ASSIGNMENT:
Only one stretch of the listing below is wanted. Begin at the line that has "Point out the downspout", stop after the line that has "Point out the stone", and repeat every line in between exactly.

>>>>

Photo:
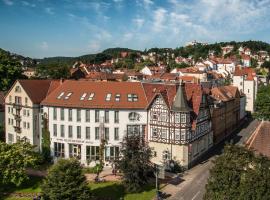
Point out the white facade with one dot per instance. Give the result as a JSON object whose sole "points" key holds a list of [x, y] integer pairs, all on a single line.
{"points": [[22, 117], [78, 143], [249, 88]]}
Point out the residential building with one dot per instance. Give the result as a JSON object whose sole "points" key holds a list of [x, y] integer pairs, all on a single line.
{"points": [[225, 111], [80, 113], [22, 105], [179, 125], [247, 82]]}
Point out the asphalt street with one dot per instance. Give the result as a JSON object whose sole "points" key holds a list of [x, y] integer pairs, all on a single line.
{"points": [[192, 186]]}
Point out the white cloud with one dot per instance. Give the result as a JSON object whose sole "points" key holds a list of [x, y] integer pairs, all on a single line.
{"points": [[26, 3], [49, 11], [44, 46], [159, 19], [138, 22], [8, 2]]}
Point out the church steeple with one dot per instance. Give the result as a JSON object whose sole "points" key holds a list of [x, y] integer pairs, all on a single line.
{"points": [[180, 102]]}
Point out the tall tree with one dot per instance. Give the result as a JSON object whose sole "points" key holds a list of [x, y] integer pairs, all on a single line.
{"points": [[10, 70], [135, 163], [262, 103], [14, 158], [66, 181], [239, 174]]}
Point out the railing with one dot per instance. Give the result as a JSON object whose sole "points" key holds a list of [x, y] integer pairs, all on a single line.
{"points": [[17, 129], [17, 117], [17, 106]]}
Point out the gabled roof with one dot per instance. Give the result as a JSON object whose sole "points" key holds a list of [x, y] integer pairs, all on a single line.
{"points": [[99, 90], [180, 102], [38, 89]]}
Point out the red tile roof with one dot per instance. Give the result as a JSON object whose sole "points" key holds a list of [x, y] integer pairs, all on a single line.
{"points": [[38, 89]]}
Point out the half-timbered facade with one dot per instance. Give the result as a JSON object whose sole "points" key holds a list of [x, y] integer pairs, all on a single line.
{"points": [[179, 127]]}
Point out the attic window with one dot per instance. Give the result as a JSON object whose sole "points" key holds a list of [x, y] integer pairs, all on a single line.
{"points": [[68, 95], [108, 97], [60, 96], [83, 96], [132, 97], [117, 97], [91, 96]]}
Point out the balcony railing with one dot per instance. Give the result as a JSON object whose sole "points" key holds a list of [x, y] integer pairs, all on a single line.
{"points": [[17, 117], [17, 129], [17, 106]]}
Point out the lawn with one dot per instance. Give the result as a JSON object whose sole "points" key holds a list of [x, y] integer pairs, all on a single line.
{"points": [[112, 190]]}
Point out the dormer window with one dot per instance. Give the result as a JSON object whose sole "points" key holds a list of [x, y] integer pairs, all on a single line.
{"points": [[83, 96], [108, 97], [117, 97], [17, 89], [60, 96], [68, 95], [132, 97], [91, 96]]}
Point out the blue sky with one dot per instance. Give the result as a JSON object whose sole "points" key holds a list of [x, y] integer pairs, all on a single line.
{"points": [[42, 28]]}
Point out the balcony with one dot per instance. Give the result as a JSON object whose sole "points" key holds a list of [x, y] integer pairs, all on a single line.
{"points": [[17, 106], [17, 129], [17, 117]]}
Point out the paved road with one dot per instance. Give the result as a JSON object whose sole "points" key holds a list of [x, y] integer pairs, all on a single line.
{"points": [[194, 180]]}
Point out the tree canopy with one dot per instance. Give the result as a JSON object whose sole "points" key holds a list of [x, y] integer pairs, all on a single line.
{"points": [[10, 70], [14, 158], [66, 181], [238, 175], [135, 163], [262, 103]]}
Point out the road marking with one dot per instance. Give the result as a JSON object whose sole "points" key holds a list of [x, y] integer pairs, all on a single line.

<<<<
>>>>

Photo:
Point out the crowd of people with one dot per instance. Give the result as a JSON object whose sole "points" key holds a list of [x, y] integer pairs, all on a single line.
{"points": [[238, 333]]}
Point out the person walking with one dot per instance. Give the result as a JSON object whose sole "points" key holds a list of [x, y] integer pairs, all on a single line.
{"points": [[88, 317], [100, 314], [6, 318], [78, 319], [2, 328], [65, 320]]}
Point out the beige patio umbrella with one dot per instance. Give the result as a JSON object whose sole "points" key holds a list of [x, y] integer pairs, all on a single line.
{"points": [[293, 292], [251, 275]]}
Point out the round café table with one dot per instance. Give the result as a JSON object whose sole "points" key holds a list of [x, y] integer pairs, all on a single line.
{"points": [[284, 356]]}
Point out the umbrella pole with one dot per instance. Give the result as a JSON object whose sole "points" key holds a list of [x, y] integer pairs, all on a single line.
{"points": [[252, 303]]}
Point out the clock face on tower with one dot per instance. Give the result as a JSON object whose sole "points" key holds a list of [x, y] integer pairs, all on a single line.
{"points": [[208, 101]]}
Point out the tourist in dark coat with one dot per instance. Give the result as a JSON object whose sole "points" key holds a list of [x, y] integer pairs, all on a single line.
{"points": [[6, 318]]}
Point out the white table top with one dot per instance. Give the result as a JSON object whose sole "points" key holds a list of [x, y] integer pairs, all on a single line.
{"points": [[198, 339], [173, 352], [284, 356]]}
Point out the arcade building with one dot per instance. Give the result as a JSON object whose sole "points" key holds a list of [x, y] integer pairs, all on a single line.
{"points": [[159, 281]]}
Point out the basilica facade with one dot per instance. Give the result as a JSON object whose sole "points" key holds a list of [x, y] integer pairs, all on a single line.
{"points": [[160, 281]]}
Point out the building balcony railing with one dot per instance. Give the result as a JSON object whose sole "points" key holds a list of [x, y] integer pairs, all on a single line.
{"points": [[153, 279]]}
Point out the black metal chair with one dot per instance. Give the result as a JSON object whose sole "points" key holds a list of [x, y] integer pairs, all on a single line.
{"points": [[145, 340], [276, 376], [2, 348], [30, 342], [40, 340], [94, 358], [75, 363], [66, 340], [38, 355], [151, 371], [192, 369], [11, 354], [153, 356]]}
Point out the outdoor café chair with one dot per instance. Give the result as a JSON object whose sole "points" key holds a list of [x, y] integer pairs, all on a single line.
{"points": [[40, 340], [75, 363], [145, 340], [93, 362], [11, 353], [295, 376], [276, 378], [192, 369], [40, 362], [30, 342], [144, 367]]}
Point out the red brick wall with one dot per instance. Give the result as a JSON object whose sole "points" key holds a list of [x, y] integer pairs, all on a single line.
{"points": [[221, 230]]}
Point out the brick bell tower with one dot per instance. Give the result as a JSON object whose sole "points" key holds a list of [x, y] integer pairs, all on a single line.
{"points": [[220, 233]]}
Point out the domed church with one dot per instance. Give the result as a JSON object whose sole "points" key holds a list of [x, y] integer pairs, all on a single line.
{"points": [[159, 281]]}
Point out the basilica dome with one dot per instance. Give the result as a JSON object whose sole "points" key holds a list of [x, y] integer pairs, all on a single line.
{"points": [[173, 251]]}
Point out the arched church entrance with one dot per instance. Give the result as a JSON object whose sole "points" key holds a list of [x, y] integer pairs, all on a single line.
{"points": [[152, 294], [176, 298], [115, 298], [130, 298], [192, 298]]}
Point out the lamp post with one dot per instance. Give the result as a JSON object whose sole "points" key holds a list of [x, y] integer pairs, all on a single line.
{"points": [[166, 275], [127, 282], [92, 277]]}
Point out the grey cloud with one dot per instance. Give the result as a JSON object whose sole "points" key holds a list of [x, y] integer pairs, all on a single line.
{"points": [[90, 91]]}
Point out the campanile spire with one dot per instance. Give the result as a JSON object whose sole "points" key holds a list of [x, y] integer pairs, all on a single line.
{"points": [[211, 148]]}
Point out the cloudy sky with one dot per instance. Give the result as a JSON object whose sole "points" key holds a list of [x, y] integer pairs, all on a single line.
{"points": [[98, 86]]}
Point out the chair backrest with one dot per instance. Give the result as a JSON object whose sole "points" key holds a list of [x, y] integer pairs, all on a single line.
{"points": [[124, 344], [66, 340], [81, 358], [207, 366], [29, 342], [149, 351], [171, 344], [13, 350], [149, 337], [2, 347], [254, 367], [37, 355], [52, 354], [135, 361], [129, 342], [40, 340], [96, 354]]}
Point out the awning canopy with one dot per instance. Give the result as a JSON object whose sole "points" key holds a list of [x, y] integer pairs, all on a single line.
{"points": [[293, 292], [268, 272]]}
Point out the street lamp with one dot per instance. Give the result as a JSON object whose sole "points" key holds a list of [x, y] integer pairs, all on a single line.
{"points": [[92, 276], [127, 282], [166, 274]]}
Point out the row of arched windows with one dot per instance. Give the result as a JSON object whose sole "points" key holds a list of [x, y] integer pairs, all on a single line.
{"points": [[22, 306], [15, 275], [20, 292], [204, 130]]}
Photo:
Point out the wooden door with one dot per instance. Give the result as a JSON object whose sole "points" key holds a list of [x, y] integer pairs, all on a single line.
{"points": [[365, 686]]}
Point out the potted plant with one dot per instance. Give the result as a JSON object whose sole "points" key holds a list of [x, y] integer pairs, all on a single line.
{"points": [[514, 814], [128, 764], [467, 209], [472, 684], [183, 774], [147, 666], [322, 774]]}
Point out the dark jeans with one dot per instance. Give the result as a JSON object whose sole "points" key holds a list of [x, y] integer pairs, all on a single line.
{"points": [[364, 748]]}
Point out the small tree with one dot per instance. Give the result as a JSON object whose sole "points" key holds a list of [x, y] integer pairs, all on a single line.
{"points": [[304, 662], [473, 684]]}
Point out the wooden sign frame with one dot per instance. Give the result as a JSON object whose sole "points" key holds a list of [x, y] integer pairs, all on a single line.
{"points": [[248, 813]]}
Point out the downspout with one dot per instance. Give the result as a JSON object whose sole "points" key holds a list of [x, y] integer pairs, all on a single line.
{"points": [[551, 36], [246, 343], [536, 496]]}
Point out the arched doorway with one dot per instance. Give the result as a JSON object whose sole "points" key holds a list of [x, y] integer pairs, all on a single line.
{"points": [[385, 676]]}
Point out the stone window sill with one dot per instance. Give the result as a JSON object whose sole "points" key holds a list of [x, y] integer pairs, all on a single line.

<<<<

RESPONSE BOX:
Point out the downspout with one dot per instance. Give the result as a JSON object whose sole "points" key holds a list of [x, y] integer pairs, all on a single line.
{"points": [[551, 36], [246, 343], [536, 496]]}
Point out the arched doorway with one dot per instance. Give the result as a JSON object whose sole "points" key holds a list of [x, y] integer pairs, all on a single line.
{"points": [[385, 676]]}
Point out the stone window sill with one dot per instance. Give the result as a JSON object whose sole "points" key holds a list of [x, y] integer pairs, all on a single line.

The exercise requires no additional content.